# Exercise aim
Can you rewrite the data from its first line through the line with "positive clicks: (478, 131) (591, 558)", putting "coarse mask" wherever "rough mask" appears, keeping everything else unchanged and leaving the pictures out?

# Supplied material
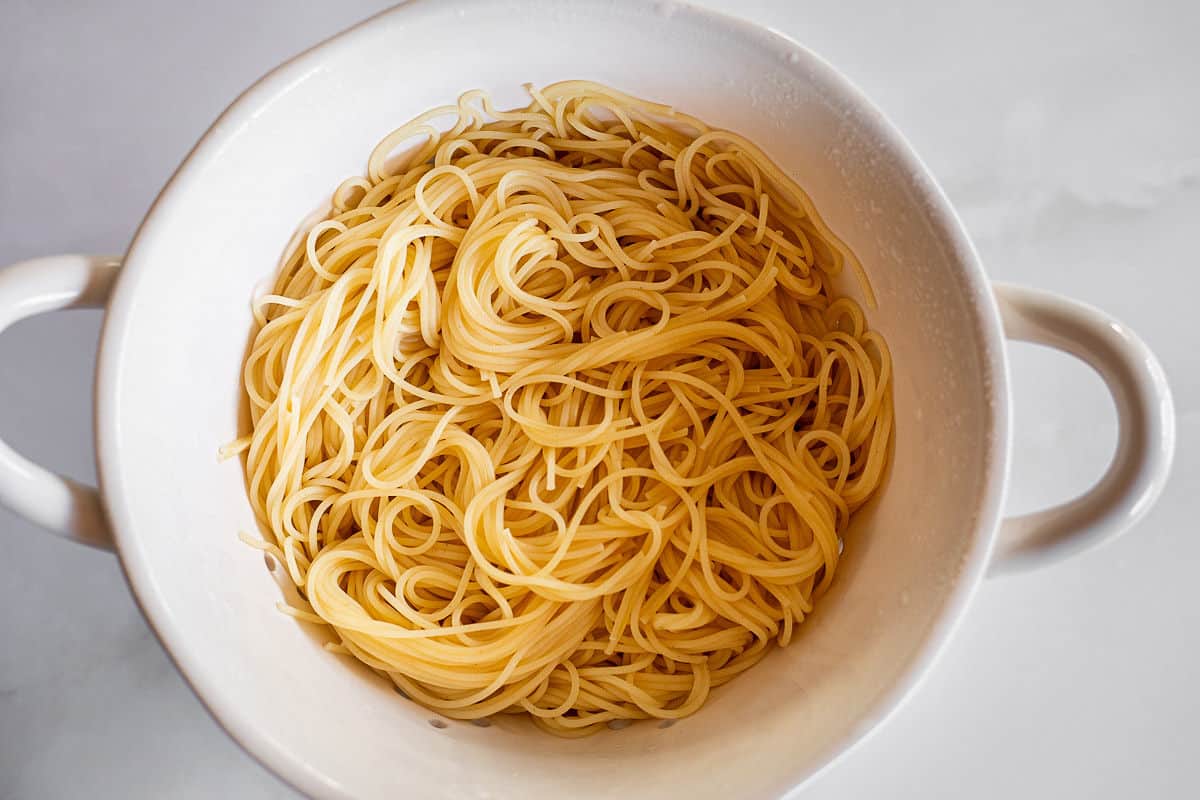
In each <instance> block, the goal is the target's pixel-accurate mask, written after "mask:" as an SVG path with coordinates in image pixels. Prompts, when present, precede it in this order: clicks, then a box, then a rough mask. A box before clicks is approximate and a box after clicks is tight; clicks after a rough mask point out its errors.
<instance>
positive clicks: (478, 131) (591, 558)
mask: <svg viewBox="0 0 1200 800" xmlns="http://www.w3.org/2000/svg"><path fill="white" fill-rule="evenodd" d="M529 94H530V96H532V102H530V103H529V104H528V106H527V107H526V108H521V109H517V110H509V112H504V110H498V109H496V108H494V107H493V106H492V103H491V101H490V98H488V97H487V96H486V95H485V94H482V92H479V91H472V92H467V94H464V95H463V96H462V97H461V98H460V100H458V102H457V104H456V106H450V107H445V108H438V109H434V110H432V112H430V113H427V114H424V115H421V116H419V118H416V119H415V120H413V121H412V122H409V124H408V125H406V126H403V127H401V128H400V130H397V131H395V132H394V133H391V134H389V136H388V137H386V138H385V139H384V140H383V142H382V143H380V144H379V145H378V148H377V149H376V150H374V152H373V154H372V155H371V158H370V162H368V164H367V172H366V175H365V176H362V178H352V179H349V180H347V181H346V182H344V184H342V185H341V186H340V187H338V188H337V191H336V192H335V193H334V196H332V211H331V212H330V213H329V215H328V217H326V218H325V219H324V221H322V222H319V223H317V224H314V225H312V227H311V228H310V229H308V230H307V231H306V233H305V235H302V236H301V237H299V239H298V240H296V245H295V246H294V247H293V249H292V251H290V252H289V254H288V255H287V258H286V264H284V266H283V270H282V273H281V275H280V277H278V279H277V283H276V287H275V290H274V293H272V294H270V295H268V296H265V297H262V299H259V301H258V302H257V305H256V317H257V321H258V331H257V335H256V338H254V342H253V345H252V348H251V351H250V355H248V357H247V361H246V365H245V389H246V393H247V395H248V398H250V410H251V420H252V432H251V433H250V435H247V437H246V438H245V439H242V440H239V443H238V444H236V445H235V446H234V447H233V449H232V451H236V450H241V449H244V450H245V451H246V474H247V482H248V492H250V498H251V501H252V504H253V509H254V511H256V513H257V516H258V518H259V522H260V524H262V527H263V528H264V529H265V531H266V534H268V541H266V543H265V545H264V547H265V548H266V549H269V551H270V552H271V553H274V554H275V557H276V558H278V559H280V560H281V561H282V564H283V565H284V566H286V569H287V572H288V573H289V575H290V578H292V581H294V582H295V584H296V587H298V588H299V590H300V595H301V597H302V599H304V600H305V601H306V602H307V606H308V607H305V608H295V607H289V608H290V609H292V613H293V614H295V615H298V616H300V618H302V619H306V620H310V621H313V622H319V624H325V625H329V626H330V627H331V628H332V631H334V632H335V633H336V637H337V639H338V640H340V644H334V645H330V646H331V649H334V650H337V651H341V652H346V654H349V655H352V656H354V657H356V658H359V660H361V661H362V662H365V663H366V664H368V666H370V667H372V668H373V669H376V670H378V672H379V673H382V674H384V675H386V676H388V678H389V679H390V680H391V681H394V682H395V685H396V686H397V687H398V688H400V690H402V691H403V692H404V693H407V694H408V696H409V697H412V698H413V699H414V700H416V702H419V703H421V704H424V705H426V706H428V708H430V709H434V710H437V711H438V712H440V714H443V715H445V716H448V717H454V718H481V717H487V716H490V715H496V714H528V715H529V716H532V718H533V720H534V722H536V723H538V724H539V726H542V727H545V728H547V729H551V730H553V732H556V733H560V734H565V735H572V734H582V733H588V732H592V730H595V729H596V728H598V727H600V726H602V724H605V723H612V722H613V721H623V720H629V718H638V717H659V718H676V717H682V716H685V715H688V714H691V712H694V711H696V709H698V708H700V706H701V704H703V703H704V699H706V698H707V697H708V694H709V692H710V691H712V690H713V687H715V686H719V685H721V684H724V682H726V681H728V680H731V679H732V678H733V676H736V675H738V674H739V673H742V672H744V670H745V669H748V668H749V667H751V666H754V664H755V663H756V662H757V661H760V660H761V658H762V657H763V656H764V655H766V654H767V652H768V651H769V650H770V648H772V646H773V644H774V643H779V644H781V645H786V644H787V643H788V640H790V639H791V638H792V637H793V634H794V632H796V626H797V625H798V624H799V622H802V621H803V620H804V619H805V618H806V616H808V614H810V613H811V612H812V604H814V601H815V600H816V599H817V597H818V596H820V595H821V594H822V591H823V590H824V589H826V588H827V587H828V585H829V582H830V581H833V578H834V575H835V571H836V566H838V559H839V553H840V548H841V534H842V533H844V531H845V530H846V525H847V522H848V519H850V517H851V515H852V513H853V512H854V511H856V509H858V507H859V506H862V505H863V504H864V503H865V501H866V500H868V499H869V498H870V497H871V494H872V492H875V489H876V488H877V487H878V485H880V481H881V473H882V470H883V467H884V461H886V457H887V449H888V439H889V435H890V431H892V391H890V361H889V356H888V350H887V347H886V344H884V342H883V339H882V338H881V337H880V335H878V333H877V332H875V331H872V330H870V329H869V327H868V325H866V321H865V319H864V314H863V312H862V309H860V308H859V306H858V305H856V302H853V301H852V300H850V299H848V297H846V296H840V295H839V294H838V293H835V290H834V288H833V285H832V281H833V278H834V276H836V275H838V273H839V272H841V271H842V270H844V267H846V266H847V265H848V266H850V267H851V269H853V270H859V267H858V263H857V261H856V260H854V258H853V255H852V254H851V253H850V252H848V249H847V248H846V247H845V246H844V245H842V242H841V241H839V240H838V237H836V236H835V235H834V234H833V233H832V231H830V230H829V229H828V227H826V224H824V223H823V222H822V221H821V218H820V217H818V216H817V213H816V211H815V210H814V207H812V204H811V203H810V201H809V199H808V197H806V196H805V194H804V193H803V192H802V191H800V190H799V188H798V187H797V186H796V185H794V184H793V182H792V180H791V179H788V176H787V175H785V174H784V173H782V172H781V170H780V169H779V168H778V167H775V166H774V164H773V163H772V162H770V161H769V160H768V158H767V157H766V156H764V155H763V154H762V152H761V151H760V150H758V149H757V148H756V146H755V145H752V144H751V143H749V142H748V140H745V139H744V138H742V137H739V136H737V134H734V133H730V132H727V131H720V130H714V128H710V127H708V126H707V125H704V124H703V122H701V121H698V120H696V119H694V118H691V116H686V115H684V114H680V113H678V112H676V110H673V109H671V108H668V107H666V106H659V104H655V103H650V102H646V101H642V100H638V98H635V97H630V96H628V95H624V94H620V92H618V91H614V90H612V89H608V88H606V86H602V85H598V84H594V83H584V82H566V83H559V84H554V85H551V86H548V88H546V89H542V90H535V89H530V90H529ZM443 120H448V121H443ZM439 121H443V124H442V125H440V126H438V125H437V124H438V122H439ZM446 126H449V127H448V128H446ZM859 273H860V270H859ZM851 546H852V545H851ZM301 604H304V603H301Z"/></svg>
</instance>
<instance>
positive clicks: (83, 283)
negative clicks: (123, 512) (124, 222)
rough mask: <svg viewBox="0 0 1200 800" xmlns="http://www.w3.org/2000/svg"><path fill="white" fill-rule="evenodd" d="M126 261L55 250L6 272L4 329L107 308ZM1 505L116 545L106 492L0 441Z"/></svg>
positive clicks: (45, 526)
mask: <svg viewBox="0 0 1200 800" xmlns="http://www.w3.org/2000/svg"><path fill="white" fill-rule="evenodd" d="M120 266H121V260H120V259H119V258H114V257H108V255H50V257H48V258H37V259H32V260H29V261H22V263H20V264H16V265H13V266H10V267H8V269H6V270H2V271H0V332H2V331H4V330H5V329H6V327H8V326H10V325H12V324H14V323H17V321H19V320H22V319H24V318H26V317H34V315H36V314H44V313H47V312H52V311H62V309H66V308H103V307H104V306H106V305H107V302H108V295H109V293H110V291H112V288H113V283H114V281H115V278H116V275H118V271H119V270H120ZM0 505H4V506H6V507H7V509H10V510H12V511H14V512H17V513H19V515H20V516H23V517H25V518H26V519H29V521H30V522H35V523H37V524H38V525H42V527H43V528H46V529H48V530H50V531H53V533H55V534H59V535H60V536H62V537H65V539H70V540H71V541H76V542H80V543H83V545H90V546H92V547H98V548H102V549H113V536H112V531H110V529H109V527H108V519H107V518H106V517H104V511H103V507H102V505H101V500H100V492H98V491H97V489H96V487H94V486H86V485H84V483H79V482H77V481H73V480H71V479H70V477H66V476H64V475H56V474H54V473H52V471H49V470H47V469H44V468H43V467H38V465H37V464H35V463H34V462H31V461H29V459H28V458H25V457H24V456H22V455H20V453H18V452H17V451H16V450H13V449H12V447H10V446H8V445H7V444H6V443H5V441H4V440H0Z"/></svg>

# Response to this exercise
In each <instance> block, the goal is the target's pixel-accurate mask, written after "mask:" as an SVG path with coordinates in image pixels. Prompts, when present, precede it in this order: clicks, then a box, then a coarse mask. A box before clicks is approximate and a box after clicks is tight; clicks after a coarse mask point out its errors.
<instance>
positive clicks: (478, 131) (591, 558)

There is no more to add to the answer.